TASK ITEM —
Show every line from the entries that follow which holds the word "camera".

/---

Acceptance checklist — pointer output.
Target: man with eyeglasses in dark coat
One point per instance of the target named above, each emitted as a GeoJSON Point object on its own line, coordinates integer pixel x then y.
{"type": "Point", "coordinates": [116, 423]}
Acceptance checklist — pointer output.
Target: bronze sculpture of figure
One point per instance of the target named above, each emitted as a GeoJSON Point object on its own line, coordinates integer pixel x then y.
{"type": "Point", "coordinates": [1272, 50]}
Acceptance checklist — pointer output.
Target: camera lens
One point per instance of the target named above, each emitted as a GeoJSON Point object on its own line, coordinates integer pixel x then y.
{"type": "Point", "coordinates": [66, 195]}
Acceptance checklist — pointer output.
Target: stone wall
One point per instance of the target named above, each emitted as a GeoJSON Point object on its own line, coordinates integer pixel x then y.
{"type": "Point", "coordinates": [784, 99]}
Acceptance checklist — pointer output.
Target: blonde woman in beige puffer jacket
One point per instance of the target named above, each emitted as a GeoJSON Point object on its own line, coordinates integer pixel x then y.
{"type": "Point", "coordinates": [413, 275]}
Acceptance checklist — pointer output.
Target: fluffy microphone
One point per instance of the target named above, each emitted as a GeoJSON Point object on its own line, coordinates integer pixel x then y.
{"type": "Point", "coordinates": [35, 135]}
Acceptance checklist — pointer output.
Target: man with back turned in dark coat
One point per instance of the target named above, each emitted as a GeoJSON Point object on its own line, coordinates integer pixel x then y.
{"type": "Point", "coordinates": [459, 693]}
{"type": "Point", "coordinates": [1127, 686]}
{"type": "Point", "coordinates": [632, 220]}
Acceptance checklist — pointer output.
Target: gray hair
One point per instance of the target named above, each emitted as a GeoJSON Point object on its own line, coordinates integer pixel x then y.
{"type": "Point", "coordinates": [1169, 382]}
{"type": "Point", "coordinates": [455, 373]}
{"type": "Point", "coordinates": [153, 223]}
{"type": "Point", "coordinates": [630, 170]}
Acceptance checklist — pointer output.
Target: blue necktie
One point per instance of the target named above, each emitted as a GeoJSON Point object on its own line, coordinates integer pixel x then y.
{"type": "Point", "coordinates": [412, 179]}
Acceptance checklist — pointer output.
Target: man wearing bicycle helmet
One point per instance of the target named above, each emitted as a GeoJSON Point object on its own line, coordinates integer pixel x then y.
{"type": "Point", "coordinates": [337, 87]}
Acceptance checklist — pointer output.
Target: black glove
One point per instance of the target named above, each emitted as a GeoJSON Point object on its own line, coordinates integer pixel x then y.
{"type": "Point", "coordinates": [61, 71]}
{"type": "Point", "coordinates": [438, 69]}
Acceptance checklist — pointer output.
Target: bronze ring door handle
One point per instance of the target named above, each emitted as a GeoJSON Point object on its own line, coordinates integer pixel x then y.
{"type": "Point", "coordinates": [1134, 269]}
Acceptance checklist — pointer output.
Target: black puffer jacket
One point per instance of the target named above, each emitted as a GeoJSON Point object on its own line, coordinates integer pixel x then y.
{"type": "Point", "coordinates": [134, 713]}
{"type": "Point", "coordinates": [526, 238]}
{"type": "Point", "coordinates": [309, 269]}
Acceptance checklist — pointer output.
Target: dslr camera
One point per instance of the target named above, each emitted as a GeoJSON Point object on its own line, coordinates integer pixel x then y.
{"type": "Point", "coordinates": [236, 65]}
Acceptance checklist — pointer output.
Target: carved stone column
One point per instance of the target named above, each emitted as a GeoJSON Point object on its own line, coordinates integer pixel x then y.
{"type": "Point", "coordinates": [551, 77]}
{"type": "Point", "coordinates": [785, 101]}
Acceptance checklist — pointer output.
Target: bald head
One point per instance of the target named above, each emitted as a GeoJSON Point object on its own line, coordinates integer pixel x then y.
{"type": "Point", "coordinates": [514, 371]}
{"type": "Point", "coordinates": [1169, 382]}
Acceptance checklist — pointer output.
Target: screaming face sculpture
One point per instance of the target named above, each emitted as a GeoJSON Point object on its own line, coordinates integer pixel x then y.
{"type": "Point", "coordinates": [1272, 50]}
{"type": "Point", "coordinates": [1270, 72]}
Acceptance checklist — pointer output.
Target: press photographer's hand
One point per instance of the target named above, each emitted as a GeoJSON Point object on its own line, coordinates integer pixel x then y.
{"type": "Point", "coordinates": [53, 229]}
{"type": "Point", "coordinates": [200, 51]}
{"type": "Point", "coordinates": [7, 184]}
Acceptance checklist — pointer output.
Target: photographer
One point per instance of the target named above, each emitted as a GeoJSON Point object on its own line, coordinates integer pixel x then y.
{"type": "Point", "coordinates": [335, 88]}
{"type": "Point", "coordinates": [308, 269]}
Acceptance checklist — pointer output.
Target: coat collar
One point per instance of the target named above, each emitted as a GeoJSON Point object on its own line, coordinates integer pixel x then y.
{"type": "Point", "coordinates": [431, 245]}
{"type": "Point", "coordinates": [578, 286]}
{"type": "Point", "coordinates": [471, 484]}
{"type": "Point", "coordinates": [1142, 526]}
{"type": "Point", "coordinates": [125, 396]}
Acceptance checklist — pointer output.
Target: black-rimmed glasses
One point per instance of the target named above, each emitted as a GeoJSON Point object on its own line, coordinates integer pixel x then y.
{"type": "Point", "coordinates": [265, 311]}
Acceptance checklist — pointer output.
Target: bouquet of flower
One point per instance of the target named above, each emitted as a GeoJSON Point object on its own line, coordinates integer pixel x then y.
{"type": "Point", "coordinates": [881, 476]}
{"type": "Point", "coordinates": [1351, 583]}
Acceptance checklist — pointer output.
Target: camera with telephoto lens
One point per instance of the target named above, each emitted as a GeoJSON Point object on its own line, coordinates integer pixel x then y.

\---

REPLY —
Target: camera lens
Target: dslr camera
Target: camera with telephoto lens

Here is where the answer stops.